YOUR TASK - Reproduce the lines below without changes, starting at the line that contains "Provide the mask of every instance of the cockpit" and stopping after the line that contains "16L4 16L14 31L21". Leave the pictures out of your answer.

DATA FOR PROCESSING -
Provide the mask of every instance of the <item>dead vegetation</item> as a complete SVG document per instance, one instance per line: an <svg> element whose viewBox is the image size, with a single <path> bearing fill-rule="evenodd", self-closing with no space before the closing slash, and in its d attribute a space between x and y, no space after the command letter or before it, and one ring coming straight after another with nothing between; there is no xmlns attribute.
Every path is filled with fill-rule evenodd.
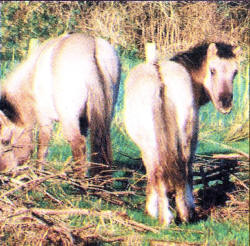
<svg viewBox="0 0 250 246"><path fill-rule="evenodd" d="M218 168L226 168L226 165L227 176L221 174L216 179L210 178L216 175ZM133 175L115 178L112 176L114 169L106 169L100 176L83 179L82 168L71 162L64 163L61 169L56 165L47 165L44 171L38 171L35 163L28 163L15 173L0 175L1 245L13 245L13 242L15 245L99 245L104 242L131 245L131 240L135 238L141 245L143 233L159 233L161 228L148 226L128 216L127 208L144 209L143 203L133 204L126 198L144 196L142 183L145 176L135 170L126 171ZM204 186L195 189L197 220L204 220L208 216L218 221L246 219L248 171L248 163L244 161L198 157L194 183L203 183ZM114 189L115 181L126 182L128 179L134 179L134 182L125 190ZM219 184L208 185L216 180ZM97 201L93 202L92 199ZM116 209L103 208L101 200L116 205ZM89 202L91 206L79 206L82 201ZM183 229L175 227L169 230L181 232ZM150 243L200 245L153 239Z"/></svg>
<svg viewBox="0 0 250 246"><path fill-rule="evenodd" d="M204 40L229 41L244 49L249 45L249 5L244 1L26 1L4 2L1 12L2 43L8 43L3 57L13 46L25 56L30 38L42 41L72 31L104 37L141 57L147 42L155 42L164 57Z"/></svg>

* * *

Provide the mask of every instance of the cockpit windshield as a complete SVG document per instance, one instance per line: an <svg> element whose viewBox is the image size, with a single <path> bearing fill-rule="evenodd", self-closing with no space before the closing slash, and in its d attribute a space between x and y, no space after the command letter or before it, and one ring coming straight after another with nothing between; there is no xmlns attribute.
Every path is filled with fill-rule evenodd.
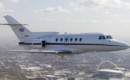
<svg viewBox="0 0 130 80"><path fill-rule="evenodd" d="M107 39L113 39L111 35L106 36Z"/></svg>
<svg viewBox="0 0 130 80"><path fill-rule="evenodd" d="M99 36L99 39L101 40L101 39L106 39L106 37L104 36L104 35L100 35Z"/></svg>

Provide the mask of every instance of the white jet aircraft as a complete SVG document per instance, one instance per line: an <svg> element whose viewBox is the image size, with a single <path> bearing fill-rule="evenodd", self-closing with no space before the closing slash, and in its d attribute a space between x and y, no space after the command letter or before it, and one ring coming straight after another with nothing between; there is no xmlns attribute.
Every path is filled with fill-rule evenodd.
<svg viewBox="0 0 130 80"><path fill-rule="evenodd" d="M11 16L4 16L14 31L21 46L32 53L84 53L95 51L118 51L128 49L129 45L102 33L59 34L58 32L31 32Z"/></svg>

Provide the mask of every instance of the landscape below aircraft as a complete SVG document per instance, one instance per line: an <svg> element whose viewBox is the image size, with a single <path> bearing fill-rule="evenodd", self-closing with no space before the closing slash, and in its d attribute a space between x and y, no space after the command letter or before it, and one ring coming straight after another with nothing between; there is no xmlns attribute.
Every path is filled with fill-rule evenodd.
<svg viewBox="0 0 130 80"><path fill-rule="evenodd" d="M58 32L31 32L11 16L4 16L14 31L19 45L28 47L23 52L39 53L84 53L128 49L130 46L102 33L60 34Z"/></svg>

ANSWER FOR THIS EXERCISE -
Provide the mask of every instance of the cockpit windshield as a complete SVG document per instance, one instance per line: an <svg> element whose viewBox is the image size, with a single <path> bearing fill-rule="evenodd", self-closing with no space before the closing slash, and in its d attribute a space between x and y, no space after the command letter or before it, and one ring coming straight after another with nothing between; there is no xmlns attribute.
Every path is filled with fill-rule evenodd.
<svg viewBox="0 0 130 80"><path fill-rule="evenodd" d="M107 39L113 39L111 35L106 36Z"/></svg>
<svg viewBox="0 0 130 80"><path fill-rule="evenodd" d="M99 36L99 39L101 40L101 39L106 39L106 37L104 36L104 35L100 35Z"/></svg>

Provide the mask of every instance of the white jet aircraft as a complete SVG document per instance, one instance per line: an <svg> element whose viewBox is the image size, with a single <path> bearing fill-rule="evenodd", self-closing with no space before the closing slash, and in its d attribute a space between x and y, no space after the command letter or before it, and one ring coming straight after another with nothing between; there is no xmlns attribute.
Every path is filled with fill-rule evenodd.
<svg viewBox="0 0 130 80"><path fill-rule="evenodd" d="M11 16L4 16L14 31L21 46L32 53L84 53L95 51L118 51L128 49L129 45L102 33L59 34L58 32L31 32Z"/></svg>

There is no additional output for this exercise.